[Start of Attachment]

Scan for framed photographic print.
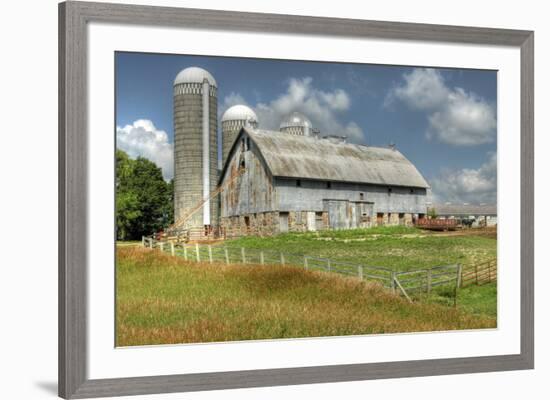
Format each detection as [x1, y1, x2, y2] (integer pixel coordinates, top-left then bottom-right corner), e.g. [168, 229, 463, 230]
[59, 1, 534, 398]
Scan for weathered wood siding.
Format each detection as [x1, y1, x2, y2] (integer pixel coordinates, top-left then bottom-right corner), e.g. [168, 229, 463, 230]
[220, 138, 276, 217]
[275, 178, 428, 214]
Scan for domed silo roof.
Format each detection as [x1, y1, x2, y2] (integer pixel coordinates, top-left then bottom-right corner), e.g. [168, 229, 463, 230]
[174, 66, 217, 87]
[279, 112, 313, 135]
[221, 105, 258, 123]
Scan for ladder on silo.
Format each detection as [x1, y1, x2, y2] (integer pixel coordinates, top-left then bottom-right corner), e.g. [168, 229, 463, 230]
[168, 167, 245, 232]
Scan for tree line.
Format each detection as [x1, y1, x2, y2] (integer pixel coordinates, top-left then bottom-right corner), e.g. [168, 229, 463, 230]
[116, 150, 173, 240]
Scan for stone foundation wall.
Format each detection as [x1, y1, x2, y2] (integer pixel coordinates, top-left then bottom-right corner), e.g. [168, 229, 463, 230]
[388, 213, 400, 225]
[221, 212, 280, 238]
[222, 210, 411, 237]
[221, 210, 329, 237]
[289, 211, 307, 233]
[376, 213, 414, 227]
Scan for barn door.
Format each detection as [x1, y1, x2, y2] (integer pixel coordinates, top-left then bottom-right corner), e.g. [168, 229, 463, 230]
[279, 212, 289, 233]
[315, 212, 324, 231]
[349, 203, 357, 229]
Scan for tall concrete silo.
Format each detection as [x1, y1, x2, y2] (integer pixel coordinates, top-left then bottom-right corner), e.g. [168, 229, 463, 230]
[280, 111, 313, 136]
[221, 104, 258, 167]
[173, 67, 218, 228]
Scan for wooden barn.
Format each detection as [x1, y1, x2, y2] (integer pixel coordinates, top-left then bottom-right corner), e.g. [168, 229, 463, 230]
[219, 126, 430, 237]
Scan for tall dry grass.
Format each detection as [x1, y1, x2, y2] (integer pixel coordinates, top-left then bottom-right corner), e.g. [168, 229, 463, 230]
[116, 247, 496, 346]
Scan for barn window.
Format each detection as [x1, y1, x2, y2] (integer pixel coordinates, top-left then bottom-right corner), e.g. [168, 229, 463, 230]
[327, 181, 332, 189]
[245, 137, 251, 150]
[388, 188, 392, 194]
[359, 192, 364, 200]
[296, 179, 301, 187]
[410, 188, 414, 194]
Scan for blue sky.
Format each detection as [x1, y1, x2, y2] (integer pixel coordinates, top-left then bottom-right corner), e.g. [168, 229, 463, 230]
[116, 52, 497, 204]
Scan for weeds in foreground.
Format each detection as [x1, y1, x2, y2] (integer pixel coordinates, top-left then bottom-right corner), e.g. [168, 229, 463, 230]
[116, 247, 496, 346]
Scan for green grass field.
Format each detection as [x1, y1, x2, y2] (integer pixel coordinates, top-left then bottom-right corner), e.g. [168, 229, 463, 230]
[116, 247, 496, 346]
[224, 227, 497, 271]
[224, 227, 497, 316]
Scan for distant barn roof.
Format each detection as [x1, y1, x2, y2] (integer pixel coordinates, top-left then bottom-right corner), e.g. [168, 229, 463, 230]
[222, 127, 430, 188]
[433, 203, 497, 216]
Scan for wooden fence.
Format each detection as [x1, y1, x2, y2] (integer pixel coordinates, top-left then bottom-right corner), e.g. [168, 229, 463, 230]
[461, 259, 497, 287]
[142, 236, 468, 302]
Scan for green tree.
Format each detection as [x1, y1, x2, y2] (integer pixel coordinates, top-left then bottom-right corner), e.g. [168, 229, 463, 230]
[116, 191, 142, 240]
[116, 149, 173, 240]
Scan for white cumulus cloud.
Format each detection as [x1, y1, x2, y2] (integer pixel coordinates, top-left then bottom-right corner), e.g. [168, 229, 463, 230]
[223, 77, 365, 143]
[221, 92, 248, 111]
[116, 119, 173, 180]
[386, 68, 496, 146]
[430, 152, 497, 204]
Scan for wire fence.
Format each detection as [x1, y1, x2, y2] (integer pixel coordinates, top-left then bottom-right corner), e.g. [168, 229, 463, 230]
[143, 236, 494, 303]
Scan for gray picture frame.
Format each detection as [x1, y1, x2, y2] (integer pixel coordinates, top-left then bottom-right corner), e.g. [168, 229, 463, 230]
[58, 1, 534, 398]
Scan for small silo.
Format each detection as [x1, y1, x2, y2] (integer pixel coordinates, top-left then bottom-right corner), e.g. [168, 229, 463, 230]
[279, 111, 313, 136]
[173, 67, 218, 228]
[221, 104, 258, 167]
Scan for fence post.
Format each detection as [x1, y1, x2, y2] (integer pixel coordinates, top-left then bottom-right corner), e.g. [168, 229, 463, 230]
[195, 243, 200, 262]
[183, 245, 188, 261]
[159, 242, 164, 252]
[224, 248, 229, 264]
[394, 276, 413, 303]
[427, 268, 432, 294]
[208, 245, 213, 263]
[260, 251, 264, 265]
[358, 266, 363, 280]
[149, 239, 153, 249]
[241, 247, 246, 264]
[391, 271, 396, 293]
[327, 259, 331, 272]
[475, 262, 479, 285]
[304, 256, 309, 270]
[142, 236, 145, 247]
[170, 242, 175, 256]
[280, 253, 285, 266]
[456, 264, 463, 289]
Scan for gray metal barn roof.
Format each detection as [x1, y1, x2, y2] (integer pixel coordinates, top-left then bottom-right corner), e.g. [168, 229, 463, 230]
[432, 203, 497, 216]
[223, 127, 430, 188]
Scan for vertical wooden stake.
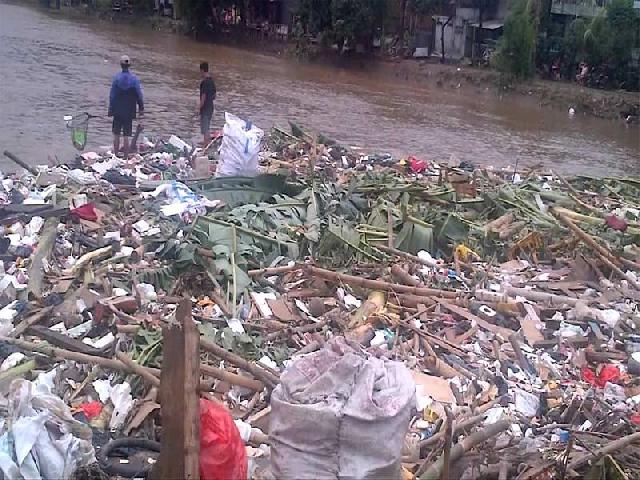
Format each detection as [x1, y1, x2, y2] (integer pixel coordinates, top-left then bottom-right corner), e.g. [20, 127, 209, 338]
[439, 406, 453, 480]
[151, 299, 200, 480]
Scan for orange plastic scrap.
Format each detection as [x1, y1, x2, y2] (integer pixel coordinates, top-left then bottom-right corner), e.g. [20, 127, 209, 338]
[508, 231, 543, 262]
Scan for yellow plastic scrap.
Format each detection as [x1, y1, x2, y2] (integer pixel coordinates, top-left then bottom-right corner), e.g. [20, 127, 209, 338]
[455, 244, 479, 262]
[422, 407, 440, 423]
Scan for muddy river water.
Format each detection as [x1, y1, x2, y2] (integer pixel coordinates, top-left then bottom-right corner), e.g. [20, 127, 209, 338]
[0, 1, 638, 175]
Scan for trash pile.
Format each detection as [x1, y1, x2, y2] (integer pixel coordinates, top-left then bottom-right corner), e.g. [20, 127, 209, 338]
[0, 113, 639, 480]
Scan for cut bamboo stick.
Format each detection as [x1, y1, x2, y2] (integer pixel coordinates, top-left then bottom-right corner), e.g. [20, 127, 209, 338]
[553, 208, 639, 289]
[420, 420, 511, 480]
[200, 337, 279, 387]
[567, 431, 640, 471]
[308, 266, 459, 299]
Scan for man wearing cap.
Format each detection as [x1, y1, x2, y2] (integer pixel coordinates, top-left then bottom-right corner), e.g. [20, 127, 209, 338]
[108, 55, 144, 157]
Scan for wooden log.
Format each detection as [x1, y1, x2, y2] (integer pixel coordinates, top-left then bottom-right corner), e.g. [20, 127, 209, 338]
[308, 266, 459, 299]
[3, 150, 39, 176]
[391, 264, 421, 287]
[265, 319, 328, 342]
[553, 209, 640, 289]
[0, 358, 38, 389]
[567, 431, 640, 472]
[400, 319, 467, 358]
[396, 294, 438, 308]
[27, 217, 59, 300]
[199, 364, 264, 392]
[440, 406, 454, 480]
[0, 335, 135, 372]
[502, 287, 580, 307]
[151, 299, 200, 480]
[419, 413, 486, 450]
[485, 212, 514, 234]
[0, 335, 215, 393]
[438, 301, 515, 340]
[420, 420, 511, 480]
[200, 337, 279, 387]
[10, 307, 53, 339]
[27, 324, 104, 356]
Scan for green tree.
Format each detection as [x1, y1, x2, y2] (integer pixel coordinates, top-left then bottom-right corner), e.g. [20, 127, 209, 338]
[298, 0, 332, 35]
[330, 0, 387, 51]
[297, 0, 386, 52]
[561, 17, 588, 77]
[494, 0, 537, 79]
[583, 12, 612, 68]
[602, 0, 639, 85]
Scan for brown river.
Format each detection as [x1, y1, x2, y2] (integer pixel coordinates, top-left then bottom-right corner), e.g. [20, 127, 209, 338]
[1, 1, 638, 175]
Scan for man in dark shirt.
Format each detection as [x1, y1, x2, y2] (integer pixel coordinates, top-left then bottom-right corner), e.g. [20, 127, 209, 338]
[108, 55, 144, 157]
[198, 62, 216, 145]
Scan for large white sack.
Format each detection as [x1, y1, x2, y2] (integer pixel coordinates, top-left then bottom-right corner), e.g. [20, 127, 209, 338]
[217, 112, 264, 177]
[270, 337, 415, 480]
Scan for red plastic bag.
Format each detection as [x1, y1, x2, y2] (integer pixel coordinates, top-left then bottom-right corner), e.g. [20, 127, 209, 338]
[581, 364, 621, 388]
[605, 214, 628, 232]
[200, 399, 247, 480]
[78, 401, 102, 419]
[71, 203, 98, 221]
[408, 155, 428, 174]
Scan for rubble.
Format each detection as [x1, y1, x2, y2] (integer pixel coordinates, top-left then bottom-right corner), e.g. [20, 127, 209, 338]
[0, 115, 639, 479]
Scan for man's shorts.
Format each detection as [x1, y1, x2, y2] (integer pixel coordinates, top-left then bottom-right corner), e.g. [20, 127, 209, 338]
[200, 110, 213, 135]
[112, 116, 133, 136]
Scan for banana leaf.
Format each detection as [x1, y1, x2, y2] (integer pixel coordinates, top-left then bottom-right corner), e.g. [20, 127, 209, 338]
[192, 174, 292, 208]
[394, 221, 434, 255]
[316, 217, 383, 265]
[436, 213, 470, 247]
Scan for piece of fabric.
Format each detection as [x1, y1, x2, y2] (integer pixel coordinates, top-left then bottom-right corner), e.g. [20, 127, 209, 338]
[112, 115, 133, 136]
[581, 364, 622, 388]
[199, 76, 216, 116]
[70, 203, 98, 222]
[109, 70, 144, 120]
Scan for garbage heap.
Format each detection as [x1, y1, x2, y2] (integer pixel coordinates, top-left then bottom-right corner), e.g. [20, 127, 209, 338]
[0, 117, 639, 480]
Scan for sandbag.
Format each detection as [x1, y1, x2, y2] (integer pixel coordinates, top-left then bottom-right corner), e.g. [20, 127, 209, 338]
[217, 112, 264, 177]
[270, 337, 415, 480]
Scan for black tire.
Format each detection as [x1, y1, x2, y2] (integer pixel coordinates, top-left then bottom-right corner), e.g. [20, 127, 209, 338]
[97, 438, 161, 478]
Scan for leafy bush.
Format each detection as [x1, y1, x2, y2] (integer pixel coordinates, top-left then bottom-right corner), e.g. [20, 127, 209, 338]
[494, 0, 536, 79]
[296, 0, 386, 52]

[End of Attachment]

• What you have to do: Which lines in the data hold the string "plastic"? Copy each of them.

• Completed task:
Scan for orange plastic scrap.
Scan for yellow plastic scrap.
Scan for red plastic bag.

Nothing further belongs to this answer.